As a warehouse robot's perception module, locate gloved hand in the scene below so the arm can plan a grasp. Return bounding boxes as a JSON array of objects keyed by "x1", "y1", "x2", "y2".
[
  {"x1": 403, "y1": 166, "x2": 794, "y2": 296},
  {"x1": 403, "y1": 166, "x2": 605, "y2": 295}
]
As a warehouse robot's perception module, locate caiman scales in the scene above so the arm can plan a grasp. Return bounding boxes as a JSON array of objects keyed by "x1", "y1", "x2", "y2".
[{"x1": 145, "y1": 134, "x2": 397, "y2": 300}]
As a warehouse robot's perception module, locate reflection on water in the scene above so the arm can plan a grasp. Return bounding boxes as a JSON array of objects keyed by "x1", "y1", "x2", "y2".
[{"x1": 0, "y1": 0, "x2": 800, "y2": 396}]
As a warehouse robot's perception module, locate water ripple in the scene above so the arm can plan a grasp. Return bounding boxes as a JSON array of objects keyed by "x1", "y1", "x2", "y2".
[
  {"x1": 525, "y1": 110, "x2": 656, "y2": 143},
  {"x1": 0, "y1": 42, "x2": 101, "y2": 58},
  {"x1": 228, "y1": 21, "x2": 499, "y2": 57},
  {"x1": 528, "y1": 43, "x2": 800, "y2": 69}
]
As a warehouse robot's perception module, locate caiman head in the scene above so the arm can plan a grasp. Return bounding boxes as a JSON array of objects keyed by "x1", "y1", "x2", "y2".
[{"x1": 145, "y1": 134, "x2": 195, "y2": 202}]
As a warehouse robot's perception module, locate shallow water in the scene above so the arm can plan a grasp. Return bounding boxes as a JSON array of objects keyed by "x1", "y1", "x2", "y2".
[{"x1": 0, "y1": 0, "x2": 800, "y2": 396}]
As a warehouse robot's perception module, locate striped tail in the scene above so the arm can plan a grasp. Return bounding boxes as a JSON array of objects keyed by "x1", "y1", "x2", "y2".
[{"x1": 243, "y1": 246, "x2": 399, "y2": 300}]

* [Given task] Reproduce every one of the entries above verbatim, from the first line to the last.

* [Response to this task]
As a warehouse robot's perception module, locate gloved hand in the scene below so the arm can plan a grasp. Return bounding boxes as a JSON array of objects keyed by "x1", "y1", "x2", "y2".
[
  {"x1": 403, "y1": 166, "x2": 794, "y2": 296},
  {"x1": 403, "y1": 166, "x2": 605, "y2": 295}
]
As a warehouse robot's perception module, locate caiman scales in the scene above so the arm can plan a grasp. Return bounding boxes as a JSON array of objects keyed by "x1", "y1", "x2", "y2".
[{"x1": 145, "y1": 134, "x2": 397, "y2": 300}]
As a warehouse robot's perception module, locate reflection on water in the scene above so the arm can plan a grasp. Return bounding boxes as a JSON array of objects keyed by "x1", "y1", "x2", "y2".
[{"x1": 0, "y1": 0, "x2": 800, "y2": 396}]
As a warehouse robot's perception module, locate water ripple in the scene above so the arm can plan a grasp. Return bounding boxes as a JSON array of objects keyed by "x1", "y1", "x2", "y2".
[
  {"x1": 525, "y1": 110, "x2": 656, "y2": 143},
  {"x1": 0, "y1": 42, "x2": 101, "y2": 58},
  {"x1": 228, "y1": 21, "x2": 499, "y2": 57},
  {"x1": 528, "y1": 43, "x2": 800, "y2": 69}
]
As a warehouse robot's perception module, locate caiman head in the scene above so the arm can plan a grasp. Return bounding boxes as a JSON array of objects keyed by "x1", "y1", "x2", "y2".
[{"x1": 145, "y1": 134, "x2": 195, "y2": 202}]
As a warehouse robot's perception module, locate shallow water in the scene above so the arm can plan a grasp. Return bounding boxes as a JSON array of objects keyed by "x1", "y1", "x2", "y2".
[{"x1": 0, "y1": 0, "x2": 800, "y2": 396}]
As a warehouse robot's perception module, locate striped tail in the scene above so the arm can plan a grasp. Return bounding boxes as a JSON array of objects keyed by "x1", "y1", "x2", "y2".
[{"x1": 243, "y1": 246, "x2": 399, "y2": 300}]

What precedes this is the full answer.